:: DIRECTIONS FOR THIS TASK ::
Lay out the records between the lines holding "What element on screen corresponds to the wooden post?" and "458, 1458, 521]]", inclusive, as a two-column CSV with the headers text and answer, one row per record. Put each value in a quoted field and replace any line breaks with spaces.

Excerpts from a detection dataset
━━━━━━━━━━━━━━━━
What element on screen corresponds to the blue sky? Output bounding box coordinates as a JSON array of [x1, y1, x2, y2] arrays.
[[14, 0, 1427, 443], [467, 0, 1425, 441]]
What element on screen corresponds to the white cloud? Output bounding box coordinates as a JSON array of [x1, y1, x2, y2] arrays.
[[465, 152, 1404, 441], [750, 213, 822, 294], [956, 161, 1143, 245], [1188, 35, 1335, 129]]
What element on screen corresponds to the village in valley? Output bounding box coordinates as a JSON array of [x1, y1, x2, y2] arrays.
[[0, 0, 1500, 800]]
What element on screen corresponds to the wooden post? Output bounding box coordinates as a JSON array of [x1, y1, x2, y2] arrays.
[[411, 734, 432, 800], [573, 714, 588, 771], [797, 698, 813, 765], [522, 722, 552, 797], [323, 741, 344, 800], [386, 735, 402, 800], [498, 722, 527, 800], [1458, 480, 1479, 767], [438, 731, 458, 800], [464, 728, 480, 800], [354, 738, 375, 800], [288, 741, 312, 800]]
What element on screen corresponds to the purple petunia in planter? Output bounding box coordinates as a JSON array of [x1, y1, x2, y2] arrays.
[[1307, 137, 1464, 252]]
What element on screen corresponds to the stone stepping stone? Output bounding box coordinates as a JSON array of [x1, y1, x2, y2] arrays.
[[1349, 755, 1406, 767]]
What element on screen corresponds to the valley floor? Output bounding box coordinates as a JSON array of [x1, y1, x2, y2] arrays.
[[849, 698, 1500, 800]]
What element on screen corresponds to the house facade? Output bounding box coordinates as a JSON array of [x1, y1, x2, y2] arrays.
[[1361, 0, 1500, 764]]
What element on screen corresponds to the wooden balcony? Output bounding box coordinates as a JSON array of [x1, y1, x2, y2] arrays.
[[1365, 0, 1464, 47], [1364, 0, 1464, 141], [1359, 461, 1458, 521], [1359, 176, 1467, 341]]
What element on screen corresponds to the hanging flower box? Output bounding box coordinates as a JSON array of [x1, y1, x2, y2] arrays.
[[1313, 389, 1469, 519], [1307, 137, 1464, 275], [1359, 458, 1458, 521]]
━━━━━━━━━━━━━━━━
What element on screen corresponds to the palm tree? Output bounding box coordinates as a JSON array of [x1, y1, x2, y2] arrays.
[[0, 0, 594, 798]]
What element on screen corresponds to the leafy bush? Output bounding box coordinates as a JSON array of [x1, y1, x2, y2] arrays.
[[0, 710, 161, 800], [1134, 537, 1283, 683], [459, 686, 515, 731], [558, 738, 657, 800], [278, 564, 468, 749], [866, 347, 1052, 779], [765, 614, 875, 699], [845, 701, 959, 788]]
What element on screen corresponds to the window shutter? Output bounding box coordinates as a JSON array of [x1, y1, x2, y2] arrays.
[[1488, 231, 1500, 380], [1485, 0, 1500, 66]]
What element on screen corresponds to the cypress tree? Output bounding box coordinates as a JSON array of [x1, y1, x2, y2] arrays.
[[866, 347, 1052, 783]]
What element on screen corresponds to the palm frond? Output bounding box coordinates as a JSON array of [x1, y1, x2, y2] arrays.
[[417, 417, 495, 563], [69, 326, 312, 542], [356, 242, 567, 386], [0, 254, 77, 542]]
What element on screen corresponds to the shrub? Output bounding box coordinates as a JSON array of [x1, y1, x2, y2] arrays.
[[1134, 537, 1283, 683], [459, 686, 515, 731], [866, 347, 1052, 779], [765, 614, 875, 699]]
━━━━━━━━━━━━━━━━
:: ANSWER BELOW ::
text,answer
"What element on screen corresponds to the wooden post? Output bounding box coordinates as a JSON array of [x1, y1, x2, y2] arrays.","[[411, 734, 432, 800], [573, 714, 588, 771], [797, 698, 813, 765], [522, 722, 552, 797], [323, 741, 344, 800], [386, 735, 402, 800], [498, 722, 527, 800], [1458, 480, 1479, 767], [438, 731, 458, 800], [464, 728, 480, 800], [354, 738, 375, 800], [288, 741, 312, 800]]"
"What element on screen corresponds to the purple petunia in planter? Output bounding box coordinates as a JSON array of [x1, y1, x2, y2] arrays.","[[1307, 137, 1464, 252]]"
"What element on screen corresponds to the stone stepping stone? Output bounding box coordinates as a JSON array of [x1, y1, x2, y2] arrays.","[[1349, 755, 1406, 767]]"
"What element on screen corresponds to the valley floor? Output bounding box coordinates as a JSON array of [x1, y1, x2, y2] arrays.","[[849, 698, 1500, 800]]"
"What element on screen corresponds to the house facade? Output bounding box coordinates as a JSON array of [x1, y1, x2, y2] arrays.","[[1361, 0, 1500, 764]]"
"What element on screen corresponds to the wooden balcony? Output bounding box coordinates as a JSON array of [x1, y1, x2, y2] arrays.","[[1365, 0, 1464, 47], [1364, 0, 1464, 141], [1359, 461, 1458, 521], [1359, 176, 1467, 341]]"
"What element on screen corresponds to the hanging flower box? Output bounding box coordinates as a JSON array of [x1, y1, x2, y2] arrays.","[[1313, 389, 1469, 519], [1307, 137, 1464, 275], [1359, 458, 1458, 521]]"